What to work on —
1. Decide whether each statement agrees with the songwriting passage below. For each of (a), (b) and (c), answer yes or no and quote the words from the passage that settle it.
(a) Being a good musician ensures that someone will be a good songwriter.
(b) The inspiration to start writing a song is almost impossible to force.
(c) Songwriting appears deceptively simple.
2. Write the next part of the songwriting passage below, picking up after its final sentence.

Passage shown —
────────────────

11 Reasons Why Songwriting Is So Hard


Photo of an acoustic guitar with a notebook and pencil resting on it

There comes a time in every musician’s journey when they get the urge to try their hand at songwriting. Even the most gifted and experienced musicians can quickly come to realize, that being a good musician is no guarantee of being a good songwriter.

Songwriting is difficult due to the number of musical and lyrical elements that must first be created, then combined into one cohesive whole. It can also be difficult to find the inspiration to begin the songwriting process, something which is almost impossible to force.

The discipline of songwriting is one that appears deceptively simple, yet is the source of huge amounts of frustration for even experienced musicians. Read on for a detailed look at these difficulties, and actions that can be taken to try to overcome them.

If you are interested in checking out the best recording gear such as audio interfaces, studio monitor speakers, microphones, etc., you can find them at Amazon by clicking here.

────────────────

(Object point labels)
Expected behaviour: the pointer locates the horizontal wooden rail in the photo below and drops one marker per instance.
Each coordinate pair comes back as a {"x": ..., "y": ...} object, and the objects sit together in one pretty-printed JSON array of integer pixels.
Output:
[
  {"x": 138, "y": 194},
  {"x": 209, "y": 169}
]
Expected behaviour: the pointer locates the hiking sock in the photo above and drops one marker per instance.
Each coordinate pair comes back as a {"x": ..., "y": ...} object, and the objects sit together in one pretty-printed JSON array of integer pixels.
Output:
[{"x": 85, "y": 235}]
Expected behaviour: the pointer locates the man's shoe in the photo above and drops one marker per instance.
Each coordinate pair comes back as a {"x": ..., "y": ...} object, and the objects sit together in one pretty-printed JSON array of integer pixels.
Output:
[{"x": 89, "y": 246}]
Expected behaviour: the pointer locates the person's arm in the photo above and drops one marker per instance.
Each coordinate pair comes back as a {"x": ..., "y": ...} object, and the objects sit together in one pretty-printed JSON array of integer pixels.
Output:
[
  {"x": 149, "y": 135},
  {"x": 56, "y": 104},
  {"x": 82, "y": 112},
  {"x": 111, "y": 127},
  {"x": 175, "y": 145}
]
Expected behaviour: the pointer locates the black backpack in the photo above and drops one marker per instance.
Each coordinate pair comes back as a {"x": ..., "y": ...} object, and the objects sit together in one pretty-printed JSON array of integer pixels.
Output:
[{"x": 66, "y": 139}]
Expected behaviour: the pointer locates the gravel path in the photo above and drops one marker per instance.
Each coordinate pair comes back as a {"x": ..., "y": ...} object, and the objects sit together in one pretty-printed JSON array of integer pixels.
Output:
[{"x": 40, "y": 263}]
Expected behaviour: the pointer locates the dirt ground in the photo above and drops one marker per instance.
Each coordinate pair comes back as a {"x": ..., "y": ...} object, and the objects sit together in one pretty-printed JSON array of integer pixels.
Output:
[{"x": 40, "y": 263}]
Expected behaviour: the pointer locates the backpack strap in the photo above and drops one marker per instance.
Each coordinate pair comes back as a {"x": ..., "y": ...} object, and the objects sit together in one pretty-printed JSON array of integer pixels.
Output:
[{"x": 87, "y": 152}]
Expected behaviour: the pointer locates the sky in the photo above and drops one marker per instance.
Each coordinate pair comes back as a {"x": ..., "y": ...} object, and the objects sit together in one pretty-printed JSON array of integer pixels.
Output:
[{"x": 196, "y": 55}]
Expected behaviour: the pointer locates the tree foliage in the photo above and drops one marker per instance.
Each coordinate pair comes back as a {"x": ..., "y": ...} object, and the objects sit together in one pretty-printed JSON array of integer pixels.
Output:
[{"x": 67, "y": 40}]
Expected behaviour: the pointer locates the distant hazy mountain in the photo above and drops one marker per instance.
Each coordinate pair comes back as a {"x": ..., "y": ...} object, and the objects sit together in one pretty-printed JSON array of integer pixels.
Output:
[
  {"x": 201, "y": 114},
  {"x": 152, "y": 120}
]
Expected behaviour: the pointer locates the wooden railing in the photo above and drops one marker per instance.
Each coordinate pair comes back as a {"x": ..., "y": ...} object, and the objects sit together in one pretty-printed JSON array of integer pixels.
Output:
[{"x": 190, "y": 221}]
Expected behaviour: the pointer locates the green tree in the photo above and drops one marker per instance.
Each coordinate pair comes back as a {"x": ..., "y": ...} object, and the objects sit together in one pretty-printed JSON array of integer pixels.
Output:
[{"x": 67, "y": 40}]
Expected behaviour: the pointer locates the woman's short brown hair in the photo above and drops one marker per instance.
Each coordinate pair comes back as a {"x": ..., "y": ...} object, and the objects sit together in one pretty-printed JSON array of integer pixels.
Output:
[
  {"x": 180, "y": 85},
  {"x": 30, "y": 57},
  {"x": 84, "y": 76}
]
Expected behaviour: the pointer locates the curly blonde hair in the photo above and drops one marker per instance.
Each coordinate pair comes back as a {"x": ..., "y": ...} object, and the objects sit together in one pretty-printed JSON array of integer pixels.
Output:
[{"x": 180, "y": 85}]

────────────────

Per-task answers —
1.
(a) No: "being a good musician is no guarantee of being a good songwriter."
(b) Yes: "something which is almost impossible to force."
(c) Yes: "The discipline of songwriting is one that appears deceptively simple"

2.
1 Getting inspired can be difficult

What are you going to write your song about? How do you get an idea for a melody? You need to think of a great guitar riff. An emotional melody needs to just appear in your head.

All these are things that you cannot force to happen. You can force yourself to sit down and practice the guitar or the piano. But you can’t sit yourself down and say “Right – I’m going to be inspired now”. It just doesn’t work like that.

You can sit down to develop an idea you have already had, sure. But in my experience, the actual inspiration for the song will strike when it strikes. It’s completely out of your control and is not worth trying to force. Because at best you will come up with something mediocre, and at worst you will have nothing except your frustration and disappointment.

What you can do, is be ready for when inspiration strikes. And put yourself in situations where you give inspiration the best chance of poking its head out from its hiding place.

Make sure that you always have available some means to record your ideas, wherever you are. With smartphones this is very easy; you have a notebook, an audio recorder, and a camcorder potentially with you at all times. When you have an idea, whether that’s a melody, a lyrical line, a chord progression, record it immediately!

This could be writing it down, recording yourself singing a melody, filming yourself playing a chord progression on the guitar, etc. Whatever it is, record it somehow, because you will forget it. You’ll think you won’t, but you will. I have forgotten so many of my ideas when I’ve thought I’d remember them, it’s embarrassing. Inspiration can be so scarce, that when it strikes you don’t want to waste it.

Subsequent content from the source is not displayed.